From the line with "In this exercise you will indicate the tree" through the end of the lines, write those lines out again with "tree canopy" switched to "treetop" and everything else unchanged. Leave the pictures out.
-------- Records for processing --------
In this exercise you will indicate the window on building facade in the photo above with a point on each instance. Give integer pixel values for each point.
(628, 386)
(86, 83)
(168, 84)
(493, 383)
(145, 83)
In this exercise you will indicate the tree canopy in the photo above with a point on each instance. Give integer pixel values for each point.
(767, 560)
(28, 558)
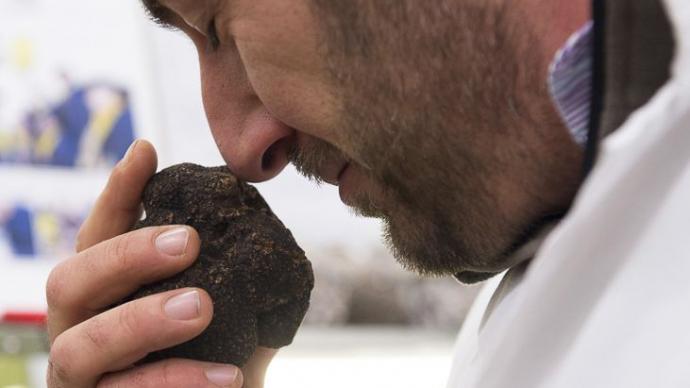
--------
* [Answer]:
In this exercise you will indicate the treetop in the photo above with a point on each instance. Give integer pixel values for each point.
(767, 560)
(28, 558)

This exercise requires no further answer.